PAGE EXTRACT
▼▼▼

# Removing Airbag Wheel



## sr20jet (Feb 5, 2003)

Wanted to know if anyone have removed the airbag steering wheel from their 200SX? Reason I'm asking is because I want to install a Momo wheel in my car but the oem wheel has the cruise control unit. Anyway to mount the cc unit anywhere by the dash? or can i just disable the cc unit completely. Anyone please help.


----------



## wes (Apr 30, 2002)

*Info.*

You will need a special torx bit to remove the airbag. 

The cruise control unit is hardwired and the control unit itself plugs into a harness. So there are hard contacts on the control box itself. I'm sure it can be retrofitted, but you will have to cut the harness that sits inside the wheel out and resolder the connections so that you can still plug in the control box.


----------



## himilefrontier (Jan 21, 2003)

One thing you should know before you do this is that eliminating the airbag is against Federal law.


----------



## wes (Apr 30, 2002)

*How so?*

Since vehicle equipment laws vary from state to state how does federal legislation enforce this? Not trying to be a dick, just wondering if you have documentation on this or can site any actual legislation. 

(I work in the court system and this interests me).


----------



## Gimp (Jun 9, 2002)

Wondering the same thing myself. Helps in the process of getting an aftermarket steering wheel.


----------



## himilefrontier (Jan 21, 2003)

The way I know this is that I have read somewhere(sorry,I can't remember where)that it is illegal to even research making a non oem steering wheel for airbag equipped cars!This is not ot say that it is enforced by any particular agency,but it is illegal.It's sorta like emissions laws.Every state enforces them differently(some not at all),but there are federal anti-tampering laws that everyone who lives in this country are subject to.This doesn't mean that your car will ever be checked,but if a cop wants to be nasty...well... you can get in trouble for it!(The lesson? Be nice to cops when they pull you over,don't make them dislike you or they can REALLY make you hate them!)


----------



## himilefrontier (Jan 21, 2003)

▲▲▲

TASKS
#1 Answer these about the airbag wheel thread:
(a) What brand of steering wheel does sr20jet want to install?
(b) What does wes say you need in order to remove the airbag?
(c) Where does wes say he works?
#2 Can you reproduce the airbag wheel thread word for word, starting at "Since vehicle equipment" and ending at "this interests me)."?
#3 Can you carry the airbag wheel thread forward from the point where it stops?
The records after this point come from a separate source.

DATA ROWS
▼▼▼

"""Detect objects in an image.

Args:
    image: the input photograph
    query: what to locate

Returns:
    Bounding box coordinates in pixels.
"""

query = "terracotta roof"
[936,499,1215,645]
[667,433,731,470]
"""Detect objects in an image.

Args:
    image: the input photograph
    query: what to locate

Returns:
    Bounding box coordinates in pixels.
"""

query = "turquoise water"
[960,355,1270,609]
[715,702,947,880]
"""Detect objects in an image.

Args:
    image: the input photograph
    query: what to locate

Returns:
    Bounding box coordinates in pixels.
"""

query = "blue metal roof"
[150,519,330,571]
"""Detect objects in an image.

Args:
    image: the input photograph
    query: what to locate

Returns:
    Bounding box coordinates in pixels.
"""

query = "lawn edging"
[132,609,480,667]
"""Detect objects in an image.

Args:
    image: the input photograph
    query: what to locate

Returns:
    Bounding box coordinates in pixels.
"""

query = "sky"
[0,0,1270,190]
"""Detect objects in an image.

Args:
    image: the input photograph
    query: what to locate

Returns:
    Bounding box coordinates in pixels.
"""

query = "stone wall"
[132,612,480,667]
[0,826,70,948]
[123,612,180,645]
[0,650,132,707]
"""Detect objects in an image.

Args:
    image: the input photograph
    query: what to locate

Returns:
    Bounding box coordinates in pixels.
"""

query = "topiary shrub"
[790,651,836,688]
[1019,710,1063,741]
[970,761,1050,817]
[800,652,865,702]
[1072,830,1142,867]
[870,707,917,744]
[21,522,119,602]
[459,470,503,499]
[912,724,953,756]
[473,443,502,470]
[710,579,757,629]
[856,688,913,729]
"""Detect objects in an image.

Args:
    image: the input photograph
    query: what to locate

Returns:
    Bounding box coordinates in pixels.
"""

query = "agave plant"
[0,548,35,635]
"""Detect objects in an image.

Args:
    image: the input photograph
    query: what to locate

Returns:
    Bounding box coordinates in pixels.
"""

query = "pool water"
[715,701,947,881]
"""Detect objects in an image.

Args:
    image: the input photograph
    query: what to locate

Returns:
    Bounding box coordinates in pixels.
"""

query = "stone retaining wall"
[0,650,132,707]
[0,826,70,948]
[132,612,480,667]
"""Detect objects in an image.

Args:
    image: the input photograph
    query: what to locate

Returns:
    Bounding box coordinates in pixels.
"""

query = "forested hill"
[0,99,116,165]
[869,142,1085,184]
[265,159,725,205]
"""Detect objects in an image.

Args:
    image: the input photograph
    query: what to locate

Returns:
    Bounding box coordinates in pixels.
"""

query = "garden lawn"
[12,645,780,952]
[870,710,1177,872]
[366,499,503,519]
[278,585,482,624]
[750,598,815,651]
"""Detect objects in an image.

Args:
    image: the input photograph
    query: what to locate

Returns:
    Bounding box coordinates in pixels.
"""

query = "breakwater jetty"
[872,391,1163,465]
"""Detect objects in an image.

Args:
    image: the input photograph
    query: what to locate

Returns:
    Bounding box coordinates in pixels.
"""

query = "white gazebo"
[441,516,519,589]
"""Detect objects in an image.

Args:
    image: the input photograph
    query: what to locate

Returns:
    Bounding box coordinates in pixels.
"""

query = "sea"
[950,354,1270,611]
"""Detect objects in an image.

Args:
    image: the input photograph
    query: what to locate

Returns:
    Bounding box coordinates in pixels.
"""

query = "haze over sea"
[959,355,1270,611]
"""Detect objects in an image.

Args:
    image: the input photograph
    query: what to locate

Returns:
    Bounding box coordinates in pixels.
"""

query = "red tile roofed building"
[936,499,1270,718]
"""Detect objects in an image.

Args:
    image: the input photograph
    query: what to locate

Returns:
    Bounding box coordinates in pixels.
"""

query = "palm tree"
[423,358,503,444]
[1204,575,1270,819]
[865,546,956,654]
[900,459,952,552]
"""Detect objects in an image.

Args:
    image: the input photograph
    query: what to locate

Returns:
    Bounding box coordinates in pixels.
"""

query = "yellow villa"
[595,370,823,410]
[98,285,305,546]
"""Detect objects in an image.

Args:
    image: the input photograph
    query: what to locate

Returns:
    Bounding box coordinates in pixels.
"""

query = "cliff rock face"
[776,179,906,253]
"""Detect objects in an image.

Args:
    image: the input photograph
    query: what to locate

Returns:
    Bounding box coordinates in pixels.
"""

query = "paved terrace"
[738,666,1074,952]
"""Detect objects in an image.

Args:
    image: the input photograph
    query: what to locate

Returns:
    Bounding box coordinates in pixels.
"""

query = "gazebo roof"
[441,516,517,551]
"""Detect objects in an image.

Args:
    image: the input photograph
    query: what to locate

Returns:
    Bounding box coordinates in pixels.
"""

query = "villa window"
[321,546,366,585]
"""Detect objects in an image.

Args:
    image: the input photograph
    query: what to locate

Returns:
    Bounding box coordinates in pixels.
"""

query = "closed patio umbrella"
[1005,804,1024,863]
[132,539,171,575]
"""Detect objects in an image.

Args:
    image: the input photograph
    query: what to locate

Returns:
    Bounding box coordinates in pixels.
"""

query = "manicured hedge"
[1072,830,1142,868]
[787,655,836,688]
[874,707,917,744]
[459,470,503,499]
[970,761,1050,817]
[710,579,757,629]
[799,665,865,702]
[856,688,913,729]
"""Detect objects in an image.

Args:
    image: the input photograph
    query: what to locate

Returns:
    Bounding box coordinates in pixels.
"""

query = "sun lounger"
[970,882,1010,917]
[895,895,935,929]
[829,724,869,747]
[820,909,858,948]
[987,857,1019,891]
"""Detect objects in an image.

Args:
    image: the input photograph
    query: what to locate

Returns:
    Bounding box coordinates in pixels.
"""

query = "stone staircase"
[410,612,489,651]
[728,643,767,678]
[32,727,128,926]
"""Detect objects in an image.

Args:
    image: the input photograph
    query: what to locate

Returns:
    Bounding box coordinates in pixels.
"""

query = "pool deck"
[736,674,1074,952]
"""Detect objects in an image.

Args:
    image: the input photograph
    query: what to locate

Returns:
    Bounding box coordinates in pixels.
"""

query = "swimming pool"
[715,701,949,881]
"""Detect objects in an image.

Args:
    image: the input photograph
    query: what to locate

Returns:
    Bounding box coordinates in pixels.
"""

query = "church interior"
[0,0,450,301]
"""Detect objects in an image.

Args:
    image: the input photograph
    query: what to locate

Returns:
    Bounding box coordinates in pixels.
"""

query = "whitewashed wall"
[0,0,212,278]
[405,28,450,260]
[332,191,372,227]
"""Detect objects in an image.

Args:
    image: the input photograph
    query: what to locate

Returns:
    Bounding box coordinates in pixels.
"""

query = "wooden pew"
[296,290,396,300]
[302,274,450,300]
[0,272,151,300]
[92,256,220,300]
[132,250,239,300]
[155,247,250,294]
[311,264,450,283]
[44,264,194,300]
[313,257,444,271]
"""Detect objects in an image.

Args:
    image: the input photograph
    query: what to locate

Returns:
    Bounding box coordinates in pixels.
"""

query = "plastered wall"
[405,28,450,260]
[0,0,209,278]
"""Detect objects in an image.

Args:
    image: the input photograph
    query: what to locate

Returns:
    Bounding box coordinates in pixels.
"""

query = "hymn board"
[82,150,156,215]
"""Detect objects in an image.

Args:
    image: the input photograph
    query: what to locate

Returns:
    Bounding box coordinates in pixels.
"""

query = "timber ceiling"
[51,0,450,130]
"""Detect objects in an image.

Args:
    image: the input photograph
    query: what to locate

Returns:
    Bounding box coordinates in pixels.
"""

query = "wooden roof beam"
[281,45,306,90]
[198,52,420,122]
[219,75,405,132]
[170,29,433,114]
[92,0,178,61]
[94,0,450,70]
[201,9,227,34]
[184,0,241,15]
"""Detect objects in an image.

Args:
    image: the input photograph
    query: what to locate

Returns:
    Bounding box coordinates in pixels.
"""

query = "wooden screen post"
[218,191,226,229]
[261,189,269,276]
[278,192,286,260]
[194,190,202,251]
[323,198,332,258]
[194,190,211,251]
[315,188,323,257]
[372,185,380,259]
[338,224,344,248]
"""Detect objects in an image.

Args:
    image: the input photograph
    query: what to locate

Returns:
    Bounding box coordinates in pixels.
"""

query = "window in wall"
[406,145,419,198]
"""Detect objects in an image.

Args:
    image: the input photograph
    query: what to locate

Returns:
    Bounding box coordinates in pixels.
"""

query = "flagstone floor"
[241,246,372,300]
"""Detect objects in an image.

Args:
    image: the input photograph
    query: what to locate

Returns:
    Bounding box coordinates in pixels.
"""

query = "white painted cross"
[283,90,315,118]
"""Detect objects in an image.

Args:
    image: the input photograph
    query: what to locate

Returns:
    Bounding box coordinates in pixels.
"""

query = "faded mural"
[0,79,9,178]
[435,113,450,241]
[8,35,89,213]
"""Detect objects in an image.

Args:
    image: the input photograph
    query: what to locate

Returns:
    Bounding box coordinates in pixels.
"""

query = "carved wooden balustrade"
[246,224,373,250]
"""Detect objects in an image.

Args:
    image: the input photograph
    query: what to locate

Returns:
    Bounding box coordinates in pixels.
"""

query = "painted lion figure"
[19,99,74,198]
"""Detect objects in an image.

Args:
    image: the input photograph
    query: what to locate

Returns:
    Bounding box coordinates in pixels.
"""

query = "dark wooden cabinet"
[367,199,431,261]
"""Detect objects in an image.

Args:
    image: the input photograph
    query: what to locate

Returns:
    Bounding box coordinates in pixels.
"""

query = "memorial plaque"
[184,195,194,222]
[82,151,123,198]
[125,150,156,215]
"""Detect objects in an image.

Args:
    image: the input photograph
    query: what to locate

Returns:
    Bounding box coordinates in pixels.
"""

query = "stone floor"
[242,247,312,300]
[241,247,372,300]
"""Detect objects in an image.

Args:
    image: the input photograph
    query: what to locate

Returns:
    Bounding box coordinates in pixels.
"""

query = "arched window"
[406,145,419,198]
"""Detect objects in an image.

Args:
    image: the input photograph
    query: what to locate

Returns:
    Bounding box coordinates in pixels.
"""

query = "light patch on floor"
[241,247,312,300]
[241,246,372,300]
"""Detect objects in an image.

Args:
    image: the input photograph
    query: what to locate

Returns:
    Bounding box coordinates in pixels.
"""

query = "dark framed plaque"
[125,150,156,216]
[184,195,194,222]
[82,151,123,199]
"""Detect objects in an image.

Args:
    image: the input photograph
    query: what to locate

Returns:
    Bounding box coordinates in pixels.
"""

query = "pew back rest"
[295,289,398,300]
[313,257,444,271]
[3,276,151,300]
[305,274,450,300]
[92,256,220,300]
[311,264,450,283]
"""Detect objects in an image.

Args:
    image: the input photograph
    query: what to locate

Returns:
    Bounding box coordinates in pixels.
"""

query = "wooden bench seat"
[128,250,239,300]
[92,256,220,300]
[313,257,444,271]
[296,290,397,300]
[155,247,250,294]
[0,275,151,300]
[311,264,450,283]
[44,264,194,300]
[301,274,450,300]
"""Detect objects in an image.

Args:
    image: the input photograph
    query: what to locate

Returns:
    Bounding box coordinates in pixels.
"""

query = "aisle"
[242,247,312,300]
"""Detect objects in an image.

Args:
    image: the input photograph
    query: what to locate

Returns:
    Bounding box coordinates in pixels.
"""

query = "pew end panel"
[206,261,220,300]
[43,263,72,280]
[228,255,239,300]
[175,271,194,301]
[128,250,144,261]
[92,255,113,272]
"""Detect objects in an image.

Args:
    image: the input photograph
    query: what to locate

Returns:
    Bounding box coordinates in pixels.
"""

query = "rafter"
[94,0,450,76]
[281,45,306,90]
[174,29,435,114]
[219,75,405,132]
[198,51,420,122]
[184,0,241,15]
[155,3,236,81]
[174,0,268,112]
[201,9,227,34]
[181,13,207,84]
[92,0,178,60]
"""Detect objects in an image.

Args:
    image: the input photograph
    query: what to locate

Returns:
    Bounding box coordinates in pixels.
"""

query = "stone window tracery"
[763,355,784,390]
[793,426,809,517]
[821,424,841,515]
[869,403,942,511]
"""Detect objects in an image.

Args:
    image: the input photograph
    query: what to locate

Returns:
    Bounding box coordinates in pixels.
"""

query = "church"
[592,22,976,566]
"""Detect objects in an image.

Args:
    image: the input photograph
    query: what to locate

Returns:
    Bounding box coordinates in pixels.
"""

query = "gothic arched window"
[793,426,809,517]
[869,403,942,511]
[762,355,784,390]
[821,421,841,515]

▲▲▲

EXERCISE ANSWERS
#1
(a) A Momo wheel.
(b) A special torx bit.
(c) In the court system.

#2
Since vehicle equipment laws vary from state to state how does federal legislation enforce this? Not trying to be a dick, just wondering if you have documentation on this or can site any actual legislation. 

(I work in the court system and this interests me).

#3
Oh,and one more thing:If you are stupid enough to go street racing,they WILL get you for every infraction-no matter how small-and possibly even take your car!This is the fastest way to find out just how illegal your car may be.So,if you don't want trouble,don't go looking for it.Besides(and I hate to sound preachy),street racing is not smart.You run the risk of killing innocent bystanders and having a really bad accident because of the uncontrolled environment of the street.You never know when someone will pull out in fron of you,and you may be going too fast to stop in time.I've heard of too many people needlessly killed over the years by street racing.But enough of that.I'm done with my tirade.


----------



## wes (Apr 30, 2002)

*OK OK*

I totally agree with the street racing points. 


And now back to the previously hijacked thread


----------



## sr20jet (Feb 5, 2003)

The reason why I'm replacing my wheel is because the grip is very worn and disgusting looking. I rather go with the nice interior look of a Momo wheel with hub, reasonably under $200 instead of buying a new air-bag wheel from the dealer for almost $300-$400. And if I do get pulled over, I could always say that the car was invovled in a accident and replacing the wheel wasn't a viable cost replacement option. My car wasn't meant for street racing anyways. Just my daily driver with me being happy with my inside interior surroundings.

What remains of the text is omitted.